━━ Text section ━━

Another way to get started down this road to management success is to try to enjoy the job of managing and the positive effect that you can have on others. Why not make the best of being a manager? Many accidental managers have discovered that if they begin to enjoy the job and realize the important impact that they could have, everything else falls into place. Those who have taken this road tell me that it made their jobs so much easier and less stressful, and they got the results they wanted much faster than they ever thought they would. Let me share some of the tips others have shared with me that helped make them successful managers.

Get Rid of Excuses

Successful managers learn to stop blaming the company or senior management for putting them in the management position. They also stop blaming themselves for not being prepared or automatically good at managing. And they accept the fact that they may have inherited miserable staff members. They also put their energy into managing. Once they do that, the job becomes challenging and fun. Successful managers decide not to waste their creative energy on excuse making.

Try Something New

Successful managers will try something that they never thought they would do, or something that no other manager they knew of ever did before. As an example, a manager at a governmental agency in Washington, D.C. told me that she would begin each meeting with a management-related joke (a very good one, of course). It set a very different tone and built immediate rapport with the staff. Trying something new got her that home run.

Give Yourself a Big Pat on the Back

Successful managers tell themselves what they did well lately, where they have made progress, and what obstacles they overcame. They use a lot of positive self-talk. They congratulate themselves. They realize that nobody else might give them the positive feedback that they need. Then they go out and earn themselves another pat on the back. They believe in themselves.

━━━
━━ Source records ━━

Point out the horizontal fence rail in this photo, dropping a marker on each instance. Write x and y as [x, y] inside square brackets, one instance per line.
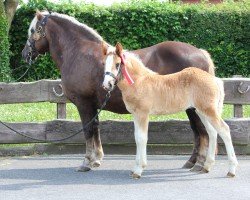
[170, 132]
[236, 89]
[237, 92]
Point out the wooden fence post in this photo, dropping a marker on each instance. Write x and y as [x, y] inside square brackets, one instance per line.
[238, 108]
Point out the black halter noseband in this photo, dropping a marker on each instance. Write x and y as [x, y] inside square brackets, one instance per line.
[41, 31]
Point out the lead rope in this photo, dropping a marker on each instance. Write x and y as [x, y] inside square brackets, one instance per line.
[107, 97]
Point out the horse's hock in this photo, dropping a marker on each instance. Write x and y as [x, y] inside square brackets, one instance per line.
[168, 137]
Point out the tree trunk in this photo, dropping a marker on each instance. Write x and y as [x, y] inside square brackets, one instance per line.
[10, 9]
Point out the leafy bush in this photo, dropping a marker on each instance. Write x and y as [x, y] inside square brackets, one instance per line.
[4, 47]
[222, 29]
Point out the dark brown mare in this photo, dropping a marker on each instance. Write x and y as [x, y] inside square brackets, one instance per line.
[77, 51]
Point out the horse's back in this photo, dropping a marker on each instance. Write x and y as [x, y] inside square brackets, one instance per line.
[171, 56]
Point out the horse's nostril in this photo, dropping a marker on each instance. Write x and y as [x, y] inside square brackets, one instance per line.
[110, 85]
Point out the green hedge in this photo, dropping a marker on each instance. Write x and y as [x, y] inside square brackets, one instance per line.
[221, 29]
[4, 46]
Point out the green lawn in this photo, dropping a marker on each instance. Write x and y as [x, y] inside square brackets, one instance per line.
[37, 112]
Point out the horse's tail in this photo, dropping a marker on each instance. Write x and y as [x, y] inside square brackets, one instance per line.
[221, 94]
[211, 68]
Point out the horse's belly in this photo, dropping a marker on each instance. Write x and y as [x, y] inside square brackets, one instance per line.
[164, 106]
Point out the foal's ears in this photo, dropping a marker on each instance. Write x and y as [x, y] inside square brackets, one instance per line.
[39, 15]
[104, 48]
[118, 49]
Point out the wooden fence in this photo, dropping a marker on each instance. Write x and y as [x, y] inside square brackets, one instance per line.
[168, 132]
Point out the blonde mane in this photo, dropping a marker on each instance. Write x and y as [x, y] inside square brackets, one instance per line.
[137, 63]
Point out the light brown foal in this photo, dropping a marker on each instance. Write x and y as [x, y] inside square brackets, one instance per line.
[146, 92]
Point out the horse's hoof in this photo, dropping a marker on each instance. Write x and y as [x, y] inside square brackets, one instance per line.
[230, 175]
[188, 165]
[96, 163]
[204, 171]
[196, 168]
[136, 176]
[83, 168]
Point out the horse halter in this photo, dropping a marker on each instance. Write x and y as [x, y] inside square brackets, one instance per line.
[40, 30]
[118, 76]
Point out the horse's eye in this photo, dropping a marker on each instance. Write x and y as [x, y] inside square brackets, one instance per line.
[117, 65]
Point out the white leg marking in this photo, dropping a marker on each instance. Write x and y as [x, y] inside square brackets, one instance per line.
[141, 138]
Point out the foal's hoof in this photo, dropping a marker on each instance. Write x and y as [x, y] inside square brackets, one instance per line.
[188, 165]
[204, 171]
[135, 176]
[83, 168]
[196, 168]
[96, 163]
[230, 175]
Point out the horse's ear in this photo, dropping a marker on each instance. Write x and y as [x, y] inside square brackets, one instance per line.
[39, 15]
[118, 49]
[104, 48]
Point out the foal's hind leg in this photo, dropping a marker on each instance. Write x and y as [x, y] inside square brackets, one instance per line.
[197, 159]
[224, 132]
[210, 158]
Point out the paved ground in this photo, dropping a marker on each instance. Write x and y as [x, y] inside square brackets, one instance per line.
[53, 177]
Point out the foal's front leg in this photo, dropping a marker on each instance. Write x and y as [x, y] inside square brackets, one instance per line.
[141, 138]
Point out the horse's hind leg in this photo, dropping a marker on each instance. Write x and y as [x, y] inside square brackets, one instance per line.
[224, 132]
[197, 159]
[93, 143]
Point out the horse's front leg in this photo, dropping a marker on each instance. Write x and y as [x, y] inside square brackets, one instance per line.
[141, 138]
[94, 151]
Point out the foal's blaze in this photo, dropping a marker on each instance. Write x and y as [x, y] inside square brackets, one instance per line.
[152, 93]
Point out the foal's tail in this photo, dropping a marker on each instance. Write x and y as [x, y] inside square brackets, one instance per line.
[221, 94]
[211, 69]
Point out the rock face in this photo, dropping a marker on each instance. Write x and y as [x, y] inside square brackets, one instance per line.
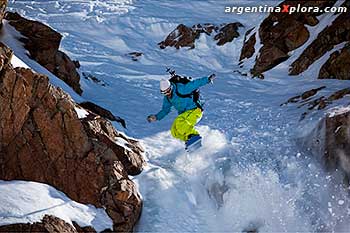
[42, 139]
[336, 33]
[281, 33]
[184, 36]
[248, 49]
[43, 43]
[49, 224]
[330, 141]
[3, 4]
[102, 112]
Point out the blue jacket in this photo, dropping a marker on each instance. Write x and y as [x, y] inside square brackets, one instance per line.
[181, 104]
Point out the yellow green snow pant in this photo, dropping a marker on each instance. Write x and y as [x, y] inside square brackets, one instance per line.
[184, 123]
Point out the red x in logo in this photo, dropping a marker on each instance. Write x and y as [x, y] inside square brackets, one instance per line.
[285, 8]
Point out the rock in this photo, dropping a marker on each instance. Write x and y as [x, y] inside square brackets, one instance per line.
[269, 57]
[135, 56]
[336, 33]
[184, 36]
[102, 112]
[227, 33]
[248, 49]
[337, 66]
[329, 141]
[49, 224]
[91, 77]
[42, 43]
[43, 140]
[281, 33]
[3, 4]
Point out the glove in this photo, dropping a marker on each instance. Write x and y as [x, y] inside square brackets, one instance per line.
[151, 118]
[211, 78]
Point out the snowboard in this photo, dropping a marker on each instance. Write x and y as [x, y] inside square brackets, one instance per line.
[193, 143]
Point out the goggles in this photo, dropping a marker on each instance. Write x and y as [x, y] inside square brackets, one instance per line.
[167, 91]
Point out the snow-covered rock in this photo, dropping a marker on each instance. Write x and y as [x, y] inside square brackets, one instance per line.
[43, 139]
[42, 44]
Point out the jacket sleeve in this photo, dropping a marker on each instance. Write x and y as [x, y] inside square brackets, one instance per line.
[193, 85]
[165, 109]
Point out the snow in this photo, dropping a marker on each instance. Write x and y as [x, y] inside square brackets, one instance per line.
[338, 111]
[251, 172]
[82, 113]
[23, 201]
[16, 62]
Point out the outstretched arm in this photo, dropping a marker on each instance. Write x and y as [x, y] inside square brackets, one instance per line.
[165, 109]
[193, 85]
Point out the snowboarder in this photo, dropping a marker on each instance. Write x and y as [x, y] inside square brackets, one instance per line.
[181, 96]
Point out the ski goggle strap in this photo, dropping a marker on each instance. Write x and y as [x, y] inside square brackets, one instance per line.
[167, 91]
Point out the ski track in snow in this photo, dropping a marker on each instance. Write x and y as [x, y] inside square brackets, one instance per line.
[250, 173]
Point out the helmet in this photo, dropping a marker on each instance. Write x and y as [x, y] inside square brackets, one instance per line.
[164, 85]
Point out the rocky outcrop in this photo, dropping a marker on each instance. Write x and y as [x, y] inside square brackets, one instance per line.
[281, 33]
[329, 141]
[248, 49]
[184, 36]
[42, 139]
[102, 112]
[336, 33]
[42, 43]
[3, 4]
[135, 56]
[49, 224]
[337, 66]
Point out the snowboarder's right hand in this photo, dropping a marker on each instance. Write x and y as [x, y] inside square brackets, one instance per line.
[211, 78]
[151, 118]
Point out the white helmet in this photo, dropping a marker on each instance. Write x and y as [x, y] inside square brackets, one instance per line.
[164, 85]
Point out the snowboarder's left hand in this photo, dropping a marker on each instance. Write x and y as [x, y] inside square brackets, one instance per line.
[211, 78]
[151, 118]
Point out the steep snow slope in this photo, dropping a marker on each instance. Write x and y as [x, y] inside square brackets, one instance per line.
[23, 201]
[250, 173]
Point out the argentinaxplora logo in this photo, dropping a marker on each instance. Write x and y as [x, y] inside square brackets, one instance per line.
[288, 9]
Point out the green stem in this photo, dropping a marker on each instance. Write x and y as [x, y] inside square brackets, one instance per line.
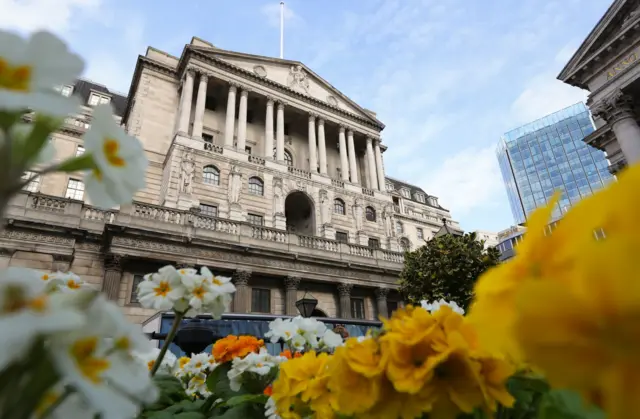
[165, 346]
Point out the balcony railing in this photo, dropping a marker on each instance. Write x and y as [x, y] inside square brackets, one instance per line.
[70, 213]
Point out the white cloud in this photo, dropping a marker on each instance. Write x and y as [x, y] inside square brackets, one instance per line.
[53, 15]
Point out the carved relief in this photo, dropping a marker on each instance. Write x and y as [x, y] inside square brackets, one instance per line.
[298, 79]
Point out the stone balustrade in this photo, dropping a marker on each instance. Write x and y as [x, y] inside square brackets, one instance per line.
[71, 213]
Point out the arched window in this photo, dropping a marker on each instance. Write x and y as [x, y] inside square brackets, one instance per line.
[287, 157]
[399, 227]
[256, 186]
[211, 175]
[370, 213]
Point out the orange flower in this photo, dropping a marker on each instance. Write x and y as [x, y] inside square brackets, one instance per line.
[232, 346]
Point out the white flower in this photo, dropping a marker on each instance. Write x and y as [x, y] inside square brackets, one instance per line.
[161, 290]
[101, 370]
[119, 159]
[27, 312]
[31, 69]
[435, 306]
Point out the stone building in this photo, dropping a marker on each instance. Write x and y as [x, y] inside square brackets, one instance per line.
[259, 169]
[607, 65]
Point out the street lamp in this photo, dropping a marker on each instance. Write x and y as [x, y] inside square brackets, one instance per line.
[306, 305]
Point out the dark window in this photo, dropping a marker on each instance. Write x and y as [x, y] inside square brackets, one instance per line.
[391, 307]
[256, 186]
[357, 308]
[211, 175]
[260, 300]
[209, 210]
[255, 219]
[342, 237]
[137, 279]
[370, 213]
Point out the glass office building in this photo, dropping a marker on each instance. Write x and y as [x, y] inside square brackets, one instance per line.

━━━

• Exercise task 1:
Reproduce the stretch of the management text from "Get Rid of Excuses" through "on excuse making.", word for word.
• Exercise task 2:
Return every line of the entries that contains the word "window".
The management text and the entries have no connection to each other.

• Answer 1:
Get Rid of Excuses

Successful managers learn to stop blaming the company or senior management for putting them in the management position. They also stop blaming themselves for not being prepared or automatically good at managing. And they accept the fact that they may have inherited miserable staff members. They also put their energy into managing. Once they do that, the job becomes challenging and fun. Successful managers decide not to waste their creative energy on excuse making.

• Answer 2:
Point out the arched window in this photo, dropping a marker on each instance. Write x and y as [x, y] inside square brackets, one instance per line.
Point out the dark window in this photo, dropping a marker on each instance. Write x and y as [x, y] inside square brackets, one instance per line.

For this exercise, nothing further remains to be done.